**Selected extract**
• • • • •

Jan Peder Jalland

Personal information
- Date of birth: 2 May 1980 (age 45)

Team information
- Current team: Norway U21 (manager)

Youth career
- Ørn-Horten

Senior career*
- Years: Team / Apps / (Gls)
- –2001: Borre
- 2002: Fossum

Managerial career
- 2004–2006: Borre
- 2007–2008: Nesodden
- 2009–2012: Stabæk (junior team)
- 2013–2018: Stabæk (assistant)
- 2019–2023: Norway U15/U16/U17
- 2023–: Norway U21

= Jan Peder Jalland =

Norwegian football manager (born 1980)

Jan Peder Jalland (born 2 May 1980) is a Norwegian football manager who currently manages the Norwegian national under-21 team. Turning to coaching at age 24, Jalland spent a decade in Stabæk before managing Norwegian national youth teams.

==Early life==
Jalland grew up at a farm in Nykirke, as a younger brother of footballer Jørgen Jalland. Jan Peder played youth football for Ørn-Horten and Third Division football for Borre IF and from 2002 Fossum IF.

During a match for Fossum, Jalland saw double. Because of this and other ailments at the time, he booked a doctor's appointment and was sent to Tønsberg Hospital where he was diagnosed with testicular cancer. Furthermore, the cancer had spread to his stomach, lungs and spine. Throughout 2003 he underwent chemotherapy at the Norwegian Radium Hospital.

==Manager career==
To recover, Jalland moved back to Nykirke. Here, Jalland came into contact with his old club Borre IF and was allowed to become a kit manager. However, the first-team coach had to leave, and Jalland was given a chance in the job, doing so while he was still on morphine from his cancer treatment. Jalland coached Borre from 2004 through 2006, when he was hired by Third Division club Nesodden IF. Nesodden recorded their highest-ever league placement in the 2007 Third Division, and then again in 2008, when the team ended second behind KFUM. Jalland celebrated by substituting in himself in Nesodden's last match of the 2008 season, which they won 4–1.

• • • • •

Point-per-instance localization data:

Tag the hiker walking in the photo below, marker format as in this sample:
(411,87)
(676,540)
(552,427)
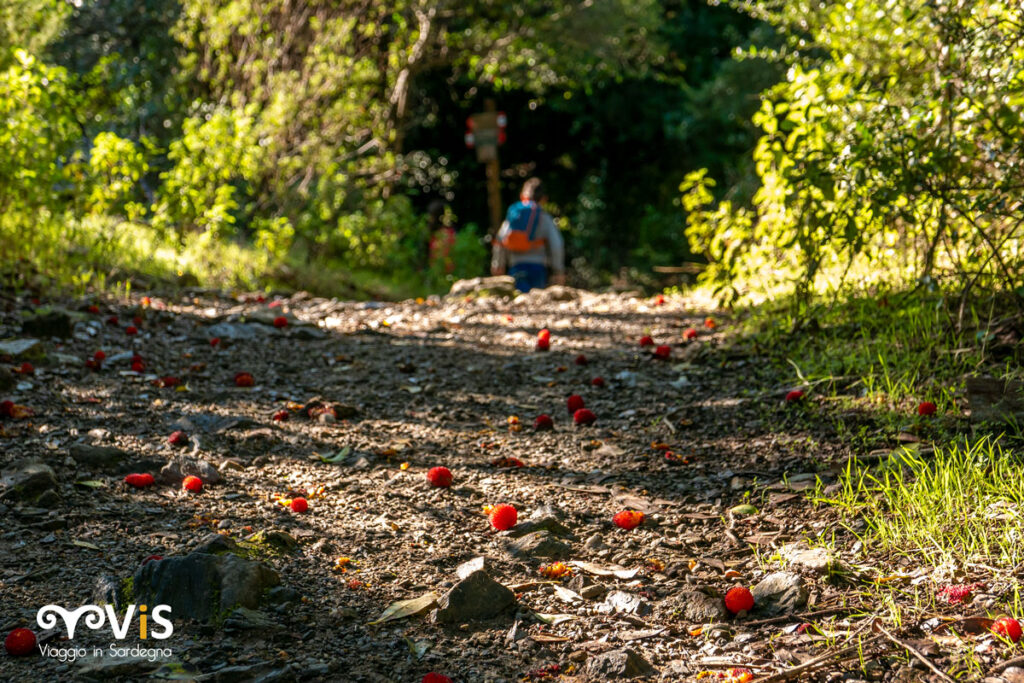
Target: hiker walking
(528,246)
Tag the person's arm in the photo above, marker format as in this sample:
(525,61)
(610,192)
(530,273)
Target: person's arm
(556,249)
(499,259)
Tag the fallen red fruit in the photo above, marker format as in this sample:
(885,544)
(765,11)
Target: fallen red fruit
(503,517)
(738,599)
(1008,627)
(139,480)
(584,417)
(435,678)
(19,642)
(439,477)
(628,519)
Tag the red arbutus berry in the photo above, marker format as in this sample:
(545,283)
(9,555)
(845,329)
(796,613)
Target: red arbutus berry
(19,642)
(628,519)
(738,599)
(504,517)
(139,480)
(584,417)
(1008,627)
(439,477)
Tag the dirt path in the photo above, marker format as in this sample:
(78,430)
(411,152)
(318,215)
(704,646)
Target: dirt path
(431,384)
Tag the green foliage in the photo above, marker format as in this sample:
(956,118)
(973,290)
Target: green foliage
(889,154)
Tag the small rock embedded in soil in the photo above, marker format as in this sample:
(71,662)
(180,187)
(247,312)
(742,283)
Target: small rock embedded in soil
(779,593)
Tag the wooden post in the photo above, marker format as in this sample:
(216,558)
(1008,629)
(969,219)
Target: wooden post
(494,180)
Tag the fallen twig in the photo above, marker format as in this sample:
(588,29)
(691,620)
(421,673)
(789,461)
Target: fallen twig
(800,670)
(914,651)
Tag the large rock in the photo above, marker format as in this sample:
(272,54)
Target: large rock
(615,665)
(475,597)
(27,480)
(779,593)
(199,586)
(497,286)
(97,456)
(541,545)
(700,607)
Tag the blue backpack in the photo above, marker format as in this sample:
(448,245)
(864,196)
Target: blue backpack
(522,218)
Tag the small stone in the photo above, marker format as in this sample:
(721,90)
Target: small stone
(620,602)
(615,665)
(475,597)
(540,545)
(779,593)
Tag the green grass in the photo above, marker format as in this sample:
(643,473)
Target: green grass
(960,507)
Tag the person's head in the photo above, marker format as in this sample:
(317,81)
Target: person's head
(532,190)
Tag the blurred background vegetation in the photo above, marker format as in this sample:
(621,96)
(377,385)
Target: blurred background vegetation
(794,148)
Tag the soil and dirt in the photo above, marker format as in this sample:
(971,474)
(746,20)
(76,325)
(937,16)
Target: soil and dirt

• • • • •

**Task list**
(A) According to the article on Jan Peder Jalland, why did he book a doctor's appointment while playing for Fossum?
(B) Turn the paragraph in the article on Jan Peder Jalland that begins "To recover, Jalland moved back to Nykirke" into a short list, keeping its main facts.

**Responses to the tasks**
(A) During a match for Fossum, Jalland saw double, and he also had other ailments at the time. These led him to book the appointment, and he was then sent to Tønsberg Hospital.

(B)
- Jalland moved back to Nykirke to recover and became kit manager at his old club, Borre IF.
- When the first-team coach had to leave, Jalland took over the job while still on morphine from his cancer treatment.
- He coached Borre from 2004 through 2006, then was hired by Third Division club Nesodden IF.
- Nesodden recorded their highest-ever league placement in the 2007 Third Division and again in 2008, finishing second behind KFUM.
- Jalland celebrated by substituting himself into Nesodden's last match of 2008, a 4–1 win.